-- TEXT PASSAGE --
◆ ◆ ◆ ◆

Most inexpensive digital cameras these days have a "night shot" mode. Really all this does is adjust the camera's exposure to bring out the details in the darker to medium areas of the shot, instead of the lighter areas.

Basically, select night-shot, turn off the flash, put the camera on a tripod, and try not to move it much when pressing the button. You'll get great pictures!

That's all I do with my little Canon camera, to get these pictures: 2007 pictures, 2006 pictures


----------



## Sickie Ickie (Jun 20, 2006)

YOu still have to have enough light though. IMy shots were crap with the nighttime on, the exposure set for 4 sec and flash off!


----------



## Lagrousome (Apr 12, 2007)

Sometimes we'll set the timer on the camera so it will take the picture without having to press the button and risk moving the camera. However, a tripod or a something to set the camera on is a must. I don't have a tripod, so I use whatever I have available (ladder, garbage can, etc)


----------



## Terrormaster (Sep 27, 2007)

Sickie Ickie said:


> YOu still have to have enough light though. IMy shots were crap with the nighttime on, the exposure set for 4 sec and flash off!


@SI - Thats where HDR techniques and a good stable tripod come in handy - check out the wiki link earlier in the thread. Well you also need Photoshop (or The Gimp which is freeware - but any paint program that lets you work in layers should do) to composite the layers.

-TM


----------



## Hawks Hill Haunter (Apr 1, 2007)

From experience I've learned that older cameras with lower megapixels blur MUCH easier and more often than newer cameras. Most newer cameras come with a built in "internal stabilizer" which means it helps to steady the camera even if you move slightly. Older cameras (even a couple years older) you have to remain absolutely motionless but with the stabilizer it's not as critical. If your camera is more than a couple-few years old, the stabilizer could be your main issue in which a tripod is your best bet - or a new camera.

Plus there are also settings for motion (great for moving props), backlighting, landscape, up-close, low-lighting and nighttime shots which help.


----------



## Terrormaster (Sep 27, 2007)

◆ ◆ ◆ ◆

-- MATERIAL --
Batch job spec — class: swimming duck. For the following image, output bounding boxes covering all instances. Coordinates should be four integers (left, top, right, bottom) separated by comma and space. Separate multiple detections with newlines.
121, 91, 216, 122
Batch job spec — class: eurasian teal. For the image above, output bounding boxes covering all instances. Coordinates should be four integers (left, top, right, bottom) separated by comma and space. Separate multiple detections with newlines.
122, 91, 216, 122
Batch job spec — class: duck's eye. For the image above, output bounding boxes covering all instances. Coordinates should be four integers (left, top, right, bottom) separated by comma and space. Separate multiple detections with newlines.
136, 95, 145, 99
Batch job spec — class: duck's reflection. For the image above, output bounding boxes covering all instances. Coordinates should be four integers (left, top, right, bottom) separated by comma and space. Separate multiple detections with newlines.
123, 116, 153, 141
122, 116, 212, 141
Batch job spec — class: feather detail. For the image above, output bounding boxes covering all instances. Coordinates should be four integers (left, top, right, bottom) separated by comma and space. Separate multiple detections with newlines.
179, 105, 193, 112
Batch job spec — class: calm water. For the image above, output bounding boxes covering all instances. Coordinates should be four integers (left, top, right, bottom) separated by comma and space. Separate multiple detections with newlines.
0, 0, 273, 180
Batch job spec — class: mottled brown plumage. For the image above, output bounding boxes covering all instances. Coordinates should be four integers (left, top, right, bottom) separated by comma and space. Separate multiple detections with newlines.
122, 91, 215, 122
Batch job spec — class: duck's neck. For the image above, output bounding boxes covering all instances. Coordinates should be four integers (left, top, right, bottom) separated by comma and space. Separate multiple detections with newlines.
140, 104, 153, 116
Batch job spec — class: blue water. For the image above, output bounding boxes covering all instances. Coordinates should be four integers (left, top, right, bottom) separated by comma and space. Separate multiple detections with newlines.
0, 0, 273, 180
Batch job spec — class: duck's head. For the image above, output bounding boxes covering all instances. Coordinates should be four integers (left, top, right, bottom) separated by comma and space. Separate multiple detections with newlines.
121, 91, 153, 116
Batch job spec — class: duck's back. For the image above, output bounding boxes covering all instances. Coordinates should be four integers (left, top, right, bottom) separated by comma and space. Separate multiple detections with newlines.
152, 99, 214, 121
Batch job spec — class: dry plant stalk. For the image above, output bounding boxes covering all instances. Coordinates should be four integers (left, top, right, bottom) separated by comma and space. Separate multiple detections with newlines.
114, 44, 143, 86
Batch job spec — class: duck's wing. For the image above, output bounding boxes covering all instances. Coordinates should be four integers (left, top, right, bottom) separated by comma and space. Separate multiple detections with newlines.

◆ ◆ ◆ ◆

-- WRITTEN EXERCISE A --
Transcribe the part of the night-photography thread starting with "Sometimes we'll set" and going on through "garbage can, etc)".
-- WRITTEN EXERCISE B --
For each statement, say yes or no according to the night-photography thread and quote the words that decide it: (i) Lagrousome owns a tripod. (ii) Hawks Hill Haunter found that older cameras with lower megapixels blur less easily than newer cameras. (iii) The Gimp is described as freeware.
None of the material is needed here.

-- FULL ANSWER A --
Sometimes we'll set the timer on the camera so it will take the picture without having to press the button and risk moving the camera. However, a tripod or a something to set the camera on is a must. I don't have a tripod, so I use whatever I have available (ladder, garbage can, etc)

-- FULL ANSWER B --
(i) No: "I don't have a tripod, so I use whatever I have available"
(ii) No: "older cameras with lower megapixels blur MUCH easier and more often than newer cameras"
(iii) Yes: "The Gimp which is freeware"